# START OF Selected extract
Though we made the cut to provide coverage of the 2011 Bonnaroo Music And Arts Festival, our staff couldn’t make it due to still collecting themselves after South By Southwest and trying to prepare for a long, wet hot Canadian summer full of music. So we sent a “green” freelancer.. here’s what he came up with.
Bonnaroo has taught me a lot about searching for the cleanest washrooms. You never know what you’ll see when you open a port-a-potty door. Sometimes it’s feces all over the walls, or a woman eating a chicken drumstick, but you always have to be prepared for the worst. As one of the doors opened during my stay, a seven-foot tall man wearing a shirt that said “Skyhook” emerged. I couldn’t tell whether it was the beer I had before breakfast, or the heat that made me think I hallucinated, but the creators of Bonnaroo weren’t joking: the NBA great Kareem Abdul Jabbarr was here.
Seeing the athlete next to Stephen Stills, Nicole Atkins, producer Daniel Lanois and Jerry Greenfield (co-founder Ben & Jerry’s Ice Cream) at a press conference later on plainly stated: the Bonnaroo Music And Arts Festival has evolved since its inaugural year in 2002. The crowds are still the same (approx. 100,000 or so), the lineups are still heavy with headliners from across all genres and even the comedy lineup, cinema tent and hundreds of vendors have shown improvement (look out glow-stick sunglasses). The contagious blur of sweat, excitement and music as a whole is still the same.
And for the better. Thursday was a culture shock, coming to the realization there are no showers for four days, water stations are crowded and there are “special brownies” signs everywhere on Shakedown Street. The intro was short-lived until speakers were turned on and New Jersey folk/punk group River City Extension stepped on-stage at This Tent, delivering a rocking set for The Walkmen, Atmosphere and rapper J. Cole to take notice and follow suit.
# END OF Selected extract
# START OF Listing
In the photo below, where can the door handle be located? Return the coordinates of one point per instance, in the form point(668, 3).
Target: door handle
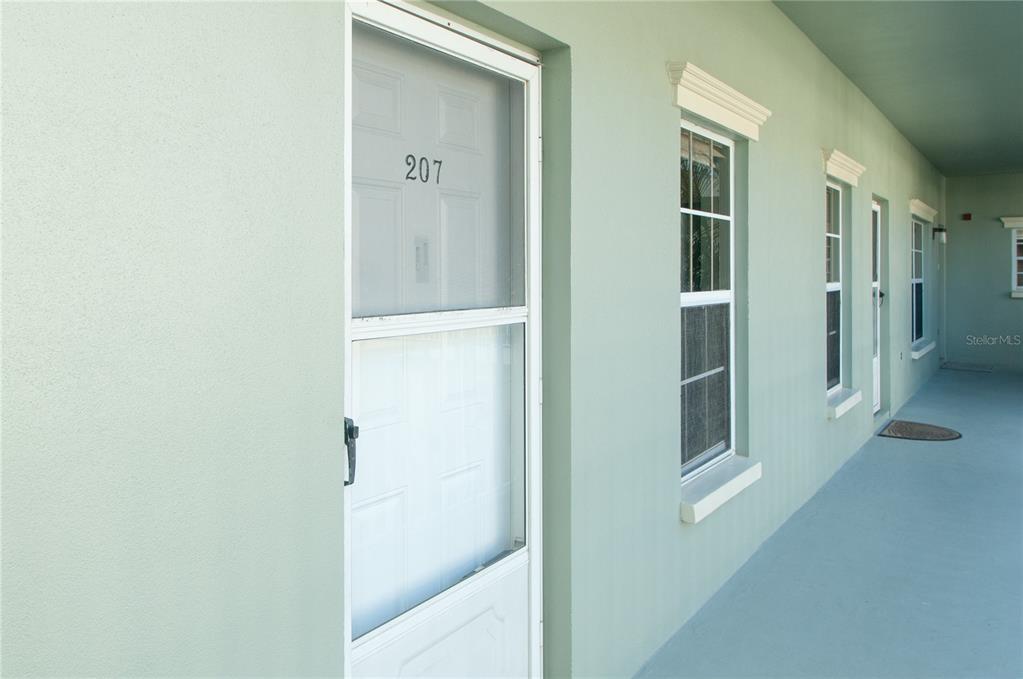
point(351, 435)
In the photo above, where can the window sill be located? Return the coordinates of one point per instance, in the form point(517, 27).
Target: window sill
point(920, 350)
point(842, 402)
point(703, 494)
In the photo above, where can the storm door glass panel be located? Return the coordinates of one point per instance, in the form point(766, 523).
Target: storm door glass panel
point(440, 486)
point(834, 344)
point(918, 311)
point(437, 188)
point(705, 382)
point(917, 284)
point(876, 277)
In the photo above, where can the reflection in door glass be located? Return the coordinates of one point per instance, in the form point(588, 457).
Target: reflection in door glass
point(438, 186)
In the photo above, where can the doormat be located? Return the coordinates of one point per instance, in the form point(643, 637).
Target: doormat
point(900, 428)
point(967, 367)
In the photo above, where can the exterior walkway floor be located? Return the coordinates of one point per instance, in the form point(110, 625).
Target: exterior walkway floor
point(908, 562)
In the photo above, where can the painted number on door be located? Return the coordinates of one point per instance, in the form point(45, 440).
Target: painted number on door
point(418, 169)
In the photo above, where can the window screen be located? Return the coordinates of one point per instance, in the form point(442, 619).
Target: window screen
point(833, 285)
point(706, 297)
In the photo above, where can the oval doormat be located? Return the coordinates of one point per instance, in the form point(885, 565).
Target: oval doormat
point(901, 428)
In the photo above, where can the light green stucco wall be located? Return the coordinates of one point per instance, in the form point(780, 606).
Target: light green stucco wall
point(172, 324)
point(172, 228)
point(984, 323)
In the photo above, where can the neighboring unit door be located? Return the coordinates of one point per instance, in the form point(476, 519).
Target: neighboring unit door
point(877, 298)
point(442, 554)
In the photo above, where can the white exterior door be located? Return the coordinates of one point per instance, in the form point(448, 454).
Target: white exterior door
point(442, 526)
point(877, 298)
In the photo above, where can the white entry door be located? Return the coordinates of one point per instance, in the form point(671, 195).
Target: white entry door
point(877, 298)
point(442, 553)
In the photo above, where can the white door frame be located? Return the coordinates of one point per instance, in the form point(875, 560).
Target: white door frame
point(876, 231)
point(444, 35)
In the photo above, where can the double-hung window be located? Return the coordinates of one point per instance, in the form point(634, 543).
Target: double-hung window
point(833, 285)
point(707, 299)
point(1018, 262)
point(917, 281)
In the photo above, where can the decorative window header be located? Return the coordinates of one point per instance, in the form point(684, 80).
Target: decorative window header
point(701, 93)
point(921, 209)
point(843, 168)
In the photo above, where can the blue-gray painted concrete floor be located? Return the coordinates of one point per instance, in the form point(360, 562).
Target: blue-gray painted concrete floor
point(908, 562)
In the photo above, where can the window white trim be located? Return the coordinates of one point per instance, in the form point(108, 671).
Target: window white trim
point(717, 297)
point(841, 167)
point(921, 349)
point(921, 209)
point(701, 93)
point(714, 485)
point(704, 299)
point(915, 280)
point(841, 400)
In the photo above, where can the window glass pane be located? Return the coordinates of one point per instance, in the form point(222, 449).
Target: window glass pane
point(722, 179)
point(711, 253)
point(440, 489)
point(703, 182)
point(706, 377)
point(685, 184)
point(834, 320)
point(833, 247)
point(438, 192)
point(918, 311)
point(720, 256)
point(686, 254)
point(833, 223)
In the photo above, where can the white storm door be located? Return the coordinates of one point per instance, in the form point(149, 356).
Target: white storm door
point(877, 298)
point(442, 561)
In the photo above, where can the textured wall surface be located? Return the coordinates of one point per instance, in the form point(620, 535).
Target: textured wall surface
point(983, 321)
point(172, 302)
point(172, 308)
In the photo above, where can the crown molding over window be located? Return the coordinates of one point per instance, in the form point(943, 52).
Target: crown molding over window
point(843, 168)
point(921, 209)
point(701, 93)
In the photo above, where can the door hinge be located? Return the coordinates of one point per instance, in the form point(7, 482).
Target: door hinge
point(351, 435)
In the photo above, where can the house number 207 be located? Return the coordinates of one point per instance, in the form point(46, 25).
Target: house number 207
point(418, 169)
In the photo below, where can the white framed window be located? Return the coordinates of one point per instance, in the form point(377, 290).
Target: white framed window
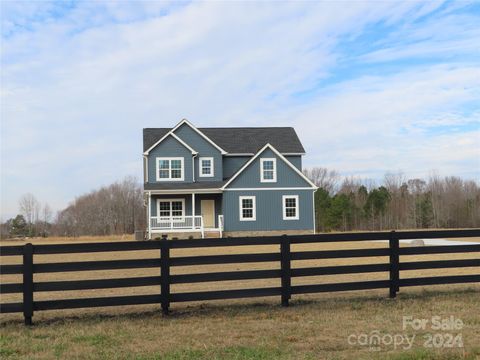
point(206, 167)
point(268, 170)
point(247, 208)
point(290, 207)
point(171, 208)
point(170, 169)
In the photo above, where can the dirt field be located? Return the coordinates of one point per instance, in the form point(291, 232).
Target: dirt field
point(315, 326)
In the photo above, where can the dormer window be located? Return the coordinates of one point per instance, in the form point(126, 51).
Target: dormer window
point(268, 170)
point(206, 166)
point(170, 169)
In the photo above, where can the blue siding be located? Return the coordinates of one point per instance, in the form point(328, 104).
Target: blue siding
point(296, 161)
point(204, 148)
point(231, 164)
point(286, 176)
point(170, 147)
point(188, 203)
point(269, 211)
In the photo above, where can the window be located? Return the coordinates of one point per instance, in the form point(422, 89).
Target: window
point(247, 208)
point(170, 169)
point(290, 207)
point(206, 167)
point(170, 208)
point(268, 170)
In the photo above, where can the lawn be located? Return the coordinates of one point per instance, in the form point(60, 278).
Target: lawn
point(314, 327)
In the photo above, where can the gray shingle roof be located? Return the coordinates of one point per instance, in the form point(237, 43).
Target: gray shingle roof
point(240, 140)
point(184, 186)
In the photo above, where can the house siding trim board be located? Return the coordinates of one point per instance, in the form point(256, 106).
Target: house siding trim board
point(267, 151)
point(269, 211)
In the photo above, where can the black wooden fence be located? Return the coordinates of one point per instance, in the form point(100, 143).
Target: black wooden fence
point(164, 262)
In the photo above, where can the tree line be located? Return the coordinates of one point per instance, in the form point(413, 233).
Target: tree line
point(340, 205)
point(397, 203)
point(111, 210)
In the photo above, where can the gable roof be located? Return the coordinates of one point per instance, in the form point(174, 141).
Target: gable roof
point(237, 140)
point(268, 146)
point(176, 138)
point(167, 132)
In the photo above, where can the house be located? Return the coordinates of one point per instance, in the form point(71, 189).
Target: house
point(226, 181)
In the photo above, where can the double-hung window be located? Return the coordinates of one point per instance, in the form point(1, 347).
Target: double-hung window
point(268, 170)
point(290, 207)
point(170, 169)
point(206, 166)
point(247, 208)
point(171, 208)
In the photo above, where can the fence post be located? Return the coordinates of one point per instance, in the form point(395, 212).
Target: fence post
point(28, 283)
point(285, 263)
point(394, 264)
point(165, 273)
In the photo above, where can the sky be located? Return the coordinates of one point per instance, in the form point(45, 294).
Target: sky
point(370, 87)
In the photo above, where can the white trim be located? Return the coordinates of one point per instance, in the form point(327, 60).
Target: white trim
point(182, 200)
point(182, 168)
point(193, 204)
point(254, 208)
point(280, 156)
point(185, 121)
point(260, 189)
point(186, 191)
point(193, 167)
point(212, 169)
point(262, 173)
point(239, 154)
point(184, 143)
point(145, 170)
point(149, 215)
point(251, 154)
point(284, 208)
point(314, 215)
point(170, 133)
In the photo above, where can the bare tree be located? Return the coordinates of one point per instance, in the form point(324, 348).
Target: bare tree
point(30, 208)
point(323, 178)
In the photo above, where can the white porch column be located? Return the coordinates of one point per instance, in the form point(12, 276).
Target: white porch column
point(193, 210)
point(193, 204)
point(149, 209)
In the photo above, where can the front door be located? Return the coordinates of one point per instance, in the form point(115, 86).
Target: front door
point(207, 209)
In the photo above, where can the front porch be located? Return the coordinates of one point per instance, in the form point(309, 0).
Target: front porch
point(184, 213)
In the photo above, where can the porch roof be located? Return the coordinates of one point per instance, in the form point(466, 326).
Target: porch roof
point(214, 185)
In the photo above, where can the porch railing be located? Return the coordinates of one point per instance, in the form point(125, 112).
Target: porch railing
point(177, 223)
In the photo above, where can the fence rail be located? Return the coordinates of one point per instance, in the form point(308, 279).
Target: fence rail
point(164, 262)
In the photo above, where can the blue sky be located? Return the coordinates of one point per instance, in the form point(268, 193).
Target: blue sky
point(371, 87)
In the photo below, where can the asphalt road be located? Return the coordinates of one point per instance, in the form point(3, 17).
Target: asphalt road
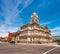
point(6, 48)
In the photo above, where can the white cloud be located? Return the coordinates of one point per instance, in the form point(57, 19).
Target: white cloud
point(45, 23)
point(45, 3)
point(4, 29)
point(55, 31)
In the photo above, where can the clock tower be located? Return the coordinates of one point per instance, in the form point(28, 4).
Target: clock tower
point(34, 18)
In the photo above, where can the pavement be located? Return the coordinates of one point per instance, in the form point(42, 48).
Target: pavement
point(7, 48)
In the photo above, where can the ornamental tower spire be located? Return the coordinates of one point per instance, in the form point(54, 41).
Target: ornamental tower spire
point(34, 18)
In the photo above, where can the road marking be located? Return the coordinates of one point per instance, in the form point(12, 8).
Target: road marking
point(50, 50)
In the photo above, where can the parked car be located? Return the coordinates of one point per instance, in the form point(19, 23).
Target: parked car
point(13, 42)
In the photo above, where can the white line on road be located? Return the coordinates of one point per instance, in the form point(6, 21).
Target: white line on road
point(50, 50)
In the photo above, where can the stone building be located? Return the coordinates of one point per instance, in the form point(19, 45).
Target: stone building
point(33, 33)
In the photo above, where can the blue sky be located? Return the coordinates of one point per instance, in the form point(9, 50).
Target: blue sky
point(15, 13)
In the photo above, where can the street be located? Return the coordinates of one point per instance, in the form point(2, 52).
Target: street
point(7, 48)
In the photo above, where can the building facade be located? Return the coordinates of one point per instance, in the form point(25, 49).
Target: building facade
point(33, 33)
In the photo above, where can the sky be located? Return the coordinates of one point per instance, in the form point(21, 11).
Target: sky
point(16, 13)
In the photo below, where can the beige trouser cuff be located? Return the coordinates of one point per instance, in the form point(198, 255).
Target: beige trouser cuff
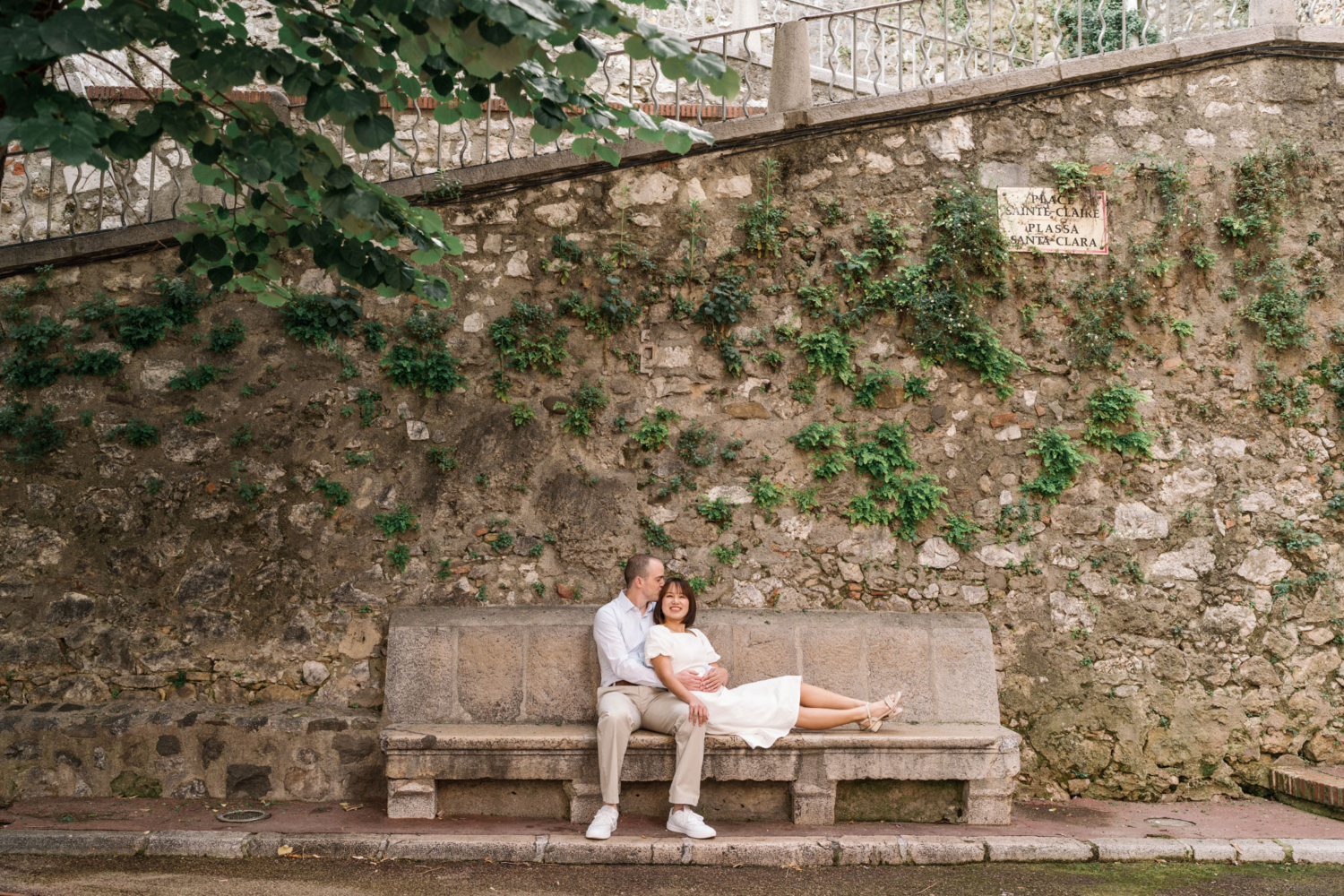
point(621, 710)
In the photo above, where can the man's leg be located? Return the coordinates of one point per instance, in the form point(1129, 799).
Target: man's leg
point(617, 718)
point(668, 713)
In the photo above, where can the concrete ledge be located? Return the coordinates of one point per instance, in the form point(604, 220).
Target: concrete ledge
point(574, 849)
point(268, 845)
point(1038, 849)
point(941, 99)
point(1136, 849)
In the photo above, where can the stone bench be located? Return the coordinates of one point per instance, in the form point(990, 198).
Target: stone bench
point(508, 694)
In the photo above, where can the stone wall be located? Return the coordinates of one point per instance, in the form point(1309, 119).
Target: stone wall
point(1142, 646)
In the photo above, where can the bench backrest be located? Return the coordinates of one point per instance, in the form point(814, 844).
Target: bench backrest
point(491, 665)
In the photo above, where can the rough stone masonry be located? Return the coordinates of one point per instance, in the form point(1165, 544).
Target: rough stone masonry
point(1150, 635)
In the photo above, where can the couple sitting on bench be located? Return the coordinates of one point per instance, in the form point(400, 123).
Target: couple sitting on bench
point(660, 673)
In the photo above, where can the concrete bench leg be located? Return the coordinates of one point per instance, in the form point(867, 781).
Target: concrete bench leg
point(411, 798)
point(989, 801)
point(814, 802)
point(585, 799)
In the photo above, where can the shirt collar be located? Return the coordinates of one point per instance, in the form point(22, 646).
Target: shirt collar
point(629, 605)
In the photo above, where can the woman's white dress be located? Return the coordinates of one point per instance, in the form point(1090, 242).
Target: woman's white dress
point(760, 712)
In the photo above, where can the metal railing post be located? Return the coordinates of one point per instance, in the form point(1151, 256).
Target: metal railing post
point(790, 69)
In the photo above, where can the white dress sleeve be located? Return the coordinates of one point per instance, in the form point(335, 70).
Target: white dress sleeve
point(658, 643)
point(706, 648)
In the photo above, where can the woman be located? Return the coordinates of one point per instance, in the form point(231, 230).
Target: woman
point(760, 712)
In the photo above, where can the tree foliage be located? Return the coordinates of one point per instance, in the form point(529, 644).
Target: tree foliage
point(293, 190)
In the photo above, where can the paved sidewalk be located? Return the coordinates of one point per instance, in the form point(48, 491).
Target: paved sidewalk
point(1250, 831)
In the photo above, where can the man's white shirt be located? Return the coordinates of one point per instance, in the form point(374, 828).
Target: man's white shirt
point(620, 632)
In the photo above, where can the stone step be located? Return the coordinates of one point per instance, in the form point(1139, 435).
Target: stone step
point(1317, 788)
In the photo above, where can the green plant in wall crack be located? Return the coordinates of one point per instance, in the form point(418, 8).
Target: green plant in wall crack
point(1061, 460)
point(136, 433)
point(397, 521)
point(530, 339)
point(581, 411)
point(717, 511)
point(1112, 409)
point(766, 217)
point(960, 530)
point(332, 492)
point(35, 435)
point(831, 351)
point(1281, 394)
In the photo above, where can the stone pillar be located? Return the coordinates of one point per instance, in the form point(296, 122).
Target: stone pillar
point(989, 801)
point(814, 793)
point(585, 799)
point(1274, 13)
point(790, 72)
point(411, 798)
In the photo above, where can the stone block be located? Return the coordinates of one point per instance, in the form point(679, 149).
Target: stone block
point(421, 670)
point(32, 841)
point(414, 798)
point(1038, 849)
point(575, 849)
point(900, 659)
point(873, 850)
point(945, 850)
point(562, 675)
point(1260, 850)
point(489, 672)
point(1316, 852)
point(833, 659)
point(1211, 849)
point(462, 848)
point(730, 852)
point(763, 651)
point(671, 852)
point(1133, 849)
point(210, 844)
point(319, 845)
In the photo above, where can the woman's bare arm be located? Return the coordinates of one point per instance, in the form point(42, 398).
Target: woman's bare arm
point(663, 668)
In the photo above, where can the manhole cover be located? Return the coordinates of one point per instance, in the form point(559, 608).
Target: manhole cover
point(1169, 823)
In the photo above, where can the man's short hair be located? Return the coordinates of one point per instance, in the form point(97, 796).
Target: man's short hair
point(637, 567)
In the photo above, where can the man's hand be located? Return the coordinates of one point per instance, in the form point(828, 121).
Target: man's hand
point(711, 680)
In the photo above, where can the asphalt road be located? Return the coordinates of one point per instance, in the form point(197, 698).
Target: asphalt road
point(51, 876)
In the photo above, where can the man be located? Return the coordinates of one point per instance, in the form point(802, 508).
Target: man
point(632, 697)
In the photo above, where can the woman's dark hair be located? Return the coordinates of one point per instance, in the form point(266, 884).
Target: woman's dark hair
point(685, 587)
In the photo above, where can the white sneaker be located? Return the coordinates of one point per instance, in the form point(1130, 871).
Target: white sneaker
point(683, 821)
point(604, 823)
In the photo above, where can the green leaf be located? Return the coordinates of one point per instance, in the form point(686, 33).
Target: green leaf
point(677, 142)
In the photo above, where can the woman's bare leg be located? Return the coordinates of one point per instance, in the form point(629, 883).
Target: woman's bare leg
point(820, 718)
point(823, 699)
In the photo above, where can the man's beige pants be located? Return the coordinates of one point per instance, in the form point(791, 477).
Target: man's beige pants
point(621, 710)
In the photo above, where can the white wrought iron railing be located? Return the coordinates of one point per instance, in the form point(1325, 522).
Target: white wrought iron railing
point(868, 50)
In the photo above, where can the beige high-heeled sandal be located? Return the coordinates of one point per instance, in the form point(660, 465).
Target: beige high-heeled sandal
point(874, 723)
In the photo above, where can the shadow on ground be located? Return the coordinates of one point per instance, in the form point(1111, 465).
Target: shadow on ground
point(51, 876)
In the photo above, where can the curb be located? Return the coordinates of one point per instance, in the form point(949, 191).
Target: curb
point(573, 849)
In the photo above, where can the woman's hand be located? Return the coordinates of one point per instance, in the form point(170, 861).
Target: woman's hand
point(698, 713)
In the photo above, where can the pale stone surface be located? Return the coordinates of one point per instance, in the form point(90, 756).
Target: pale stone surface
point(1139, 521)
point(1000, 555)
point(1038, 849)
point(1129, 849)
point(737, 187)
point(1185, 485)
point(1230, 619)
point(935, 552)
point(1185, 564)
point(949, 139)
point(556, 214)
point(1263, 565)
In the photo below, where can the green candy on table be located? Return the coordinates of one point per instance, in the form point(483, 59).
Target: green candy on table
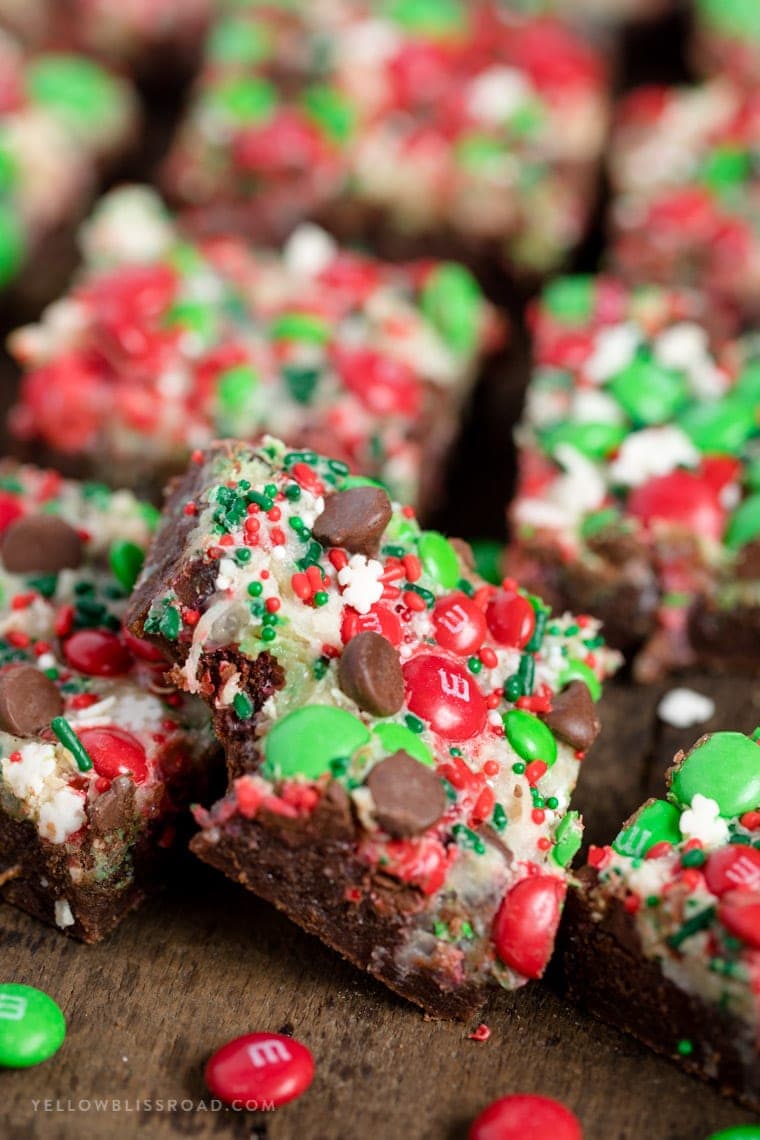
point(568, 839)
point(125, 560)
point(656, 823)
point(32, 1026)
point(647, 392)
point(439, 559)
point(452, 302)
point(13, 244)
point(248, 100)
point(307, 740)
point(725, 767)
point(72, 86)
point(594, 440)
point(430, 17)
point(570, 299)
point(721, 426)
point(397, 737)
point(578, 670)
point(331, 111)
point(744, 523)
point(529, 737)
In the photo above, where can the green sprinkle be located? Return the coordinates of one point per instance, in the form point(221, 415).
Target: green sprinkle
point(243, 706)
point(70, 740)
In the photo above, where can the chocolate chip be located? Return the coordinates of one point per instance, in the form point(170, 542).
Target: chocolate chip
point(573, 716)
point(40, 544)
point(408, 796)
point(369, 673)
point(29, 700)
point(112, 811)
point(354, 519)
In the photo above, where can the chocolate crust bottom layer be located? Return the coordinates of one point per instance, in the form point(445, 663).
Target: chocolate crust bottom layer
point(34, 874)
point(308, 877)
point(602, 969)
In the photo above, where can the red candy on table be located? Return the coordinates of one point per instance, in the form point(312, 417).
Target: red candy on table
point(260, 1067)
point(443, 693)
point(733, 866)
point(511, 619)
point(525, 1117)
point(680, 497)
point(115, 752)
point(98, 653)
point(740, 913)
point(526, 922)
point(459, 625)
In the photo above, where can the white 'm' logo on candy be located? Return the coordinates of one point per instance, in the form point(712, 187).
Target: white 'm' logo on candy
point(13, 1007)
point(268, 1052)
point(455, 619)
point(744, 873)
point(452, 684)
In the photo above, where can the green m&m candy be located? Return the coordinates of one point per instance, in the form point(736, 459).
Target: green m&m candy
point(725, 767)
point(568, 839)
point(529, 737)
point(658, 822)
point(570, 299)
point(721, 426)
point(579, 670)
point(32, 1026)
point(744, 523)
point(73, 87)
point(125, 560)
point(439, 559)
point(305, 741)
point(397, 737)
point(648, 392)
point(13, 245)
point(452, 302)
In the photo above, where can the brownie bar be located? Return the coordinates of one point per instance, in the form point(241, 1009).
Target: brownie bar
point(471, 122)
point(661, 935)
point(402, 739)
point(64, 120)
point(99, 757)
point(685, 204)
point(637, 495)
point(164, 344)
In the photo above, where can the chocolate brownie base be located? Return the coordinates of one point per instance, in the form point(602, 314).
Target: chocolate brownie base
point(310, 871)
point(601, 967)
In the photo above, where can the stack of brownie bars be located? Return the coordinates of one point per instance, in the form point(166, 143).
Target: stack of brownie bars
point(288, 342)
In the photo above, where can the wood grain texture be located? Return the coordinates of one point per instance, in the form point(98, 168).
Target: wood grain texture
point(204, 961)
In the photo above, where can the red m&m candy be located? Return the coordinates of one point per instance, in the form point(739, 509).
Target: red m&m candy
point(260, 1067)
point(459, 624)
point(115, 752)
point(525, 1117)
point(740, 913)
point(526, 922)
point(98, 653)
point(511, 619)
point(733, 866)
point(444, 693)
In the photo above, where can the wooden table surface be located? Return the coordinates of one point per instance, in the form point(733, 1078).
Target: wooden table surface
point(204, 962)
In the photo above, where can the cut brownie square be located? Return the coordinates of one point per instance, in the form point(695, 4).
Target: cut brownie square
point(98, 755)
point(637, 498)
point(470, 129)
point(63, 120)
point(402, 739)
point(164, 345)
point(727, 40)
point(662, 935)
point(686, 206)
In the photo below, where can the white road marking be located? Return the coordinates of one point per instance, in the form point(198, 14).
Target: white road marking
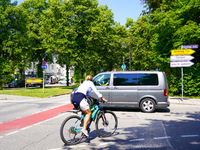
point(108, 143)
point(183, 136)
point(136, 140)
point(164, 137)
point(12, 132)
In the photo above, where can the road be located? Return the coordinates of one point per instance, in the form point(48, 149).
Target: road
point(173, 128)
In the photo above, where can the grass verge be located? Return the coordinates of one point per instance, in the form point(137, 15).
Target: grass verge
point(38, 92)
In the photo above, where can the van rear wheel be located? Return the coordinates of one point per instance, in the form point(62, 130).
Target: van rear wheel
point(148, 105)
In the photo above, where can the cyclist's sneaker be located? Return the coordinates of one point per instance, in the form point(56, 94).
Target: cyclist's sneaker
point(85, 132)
# END OF Listing
Problems and tasks
A. Extract the stretch of the Bonnaroo festival report from "Seeing the athlete" through "still the same.", word for word.
B. Extend the Bonnaroo festival report, picking up right after its final sentence.
The items are material apart from the Bonnaroo festival report.

Task-by-task results
A.
Seeing the athlete next to Stephen Stills, Nicole Atkins, producer Daniel Lanois and Jerry Greenfield (co-founder Ben & Jerry’s Ice Cream) at a press conference later on plainly stated: the Bonnaroo Music And Arts Festival has evolved since its inaugural year in 2002. The crowds are still the same (approx. 100,000 or so), the lineups are still heavy with headliners from across all genres and even the comedy lineup, cinema tent and hundreds of vendors have shown improvement (look out glow-stick sunglasses). The contagious blur of sweat, excitement and music as a whole is still the same.

B.
Because fusion groups (Beats Antique) and DJs (Bassnectar) combine mixes and styles that usually welcome the night and the morning, sleeping can be quite difficult. Ignoring the heavy bass thumps and late-night party noise takes some getting used to; the scorching Tennessee sun that makes it impossible to stay asleep in your tent past 8 a.m. – not so much. Especially when waking up in a puddle of your own sweat.
As the weekend hits, the festivities pick up. There’s everything from early morning yoga classes, everlasting drum circles, water slides and community fountains to refresh the body and if you need it, there’s air conditioning in the cinema and comedy tents that attract a few marquee names (Donald Glover, Lewis Black, cast of Workaholics). Centeroo itself is like one long acid trip. The stages confuse you like an Abbot And Costello skit – with being named What, Which, This, That and The Other – are lit up by the glow of neon which is accented by more neon from ferris wheels and outlandish costumes.
When not taking a nap in the middle of the field or pretending to be a supermodel in the $7 Garnier Fructis shower, the music is the biggest experience. Friday showcased a plethora of genres with banjo virtuoso Bela Fleck, punk rockers NOFX, hip hop’s Big Boi, The Warren Haynes Band, Bassnectar and Lil Wayne who made history reuniting with producer Mannie Fresh. The energy was eclectic, with My Morning Jacket creating a sea of head-bangers, Arcade Fire setting their crowd ablaze with both old and new cuts, and even songwriter Ray LaMontagne tapping a few spines performing Neil Young’s “Down By The River” which led into Pink Floyd’s “Breathe”.
Hearing the familiar sound of a beer can opening kicked off Saturday, showing the day would be as epic as the last. Your early morning meal often turns out like something from Epic Meal Time when you need to combine leftovers of bacon, eggs, sausage and mac and Cheese. Luckily there is a variety of food served by vendors in both Centeroo and Shakedown. With a variety of barbecued food, pitas and gyro, teriyaki, pizza and free scoops of ice cream, you’re bound to find something to satisfy your craving. Knowing everyone was getting tired and in desperate need of a boost of energy must have in turn convinced acts like Chiddy Bang, Portugal. The Man, Mumford & Sons and a number of supergroups (Deervana, Superjam, Eugene Hutz Gypsy Punk Review) to impress and revive listeners with their performances.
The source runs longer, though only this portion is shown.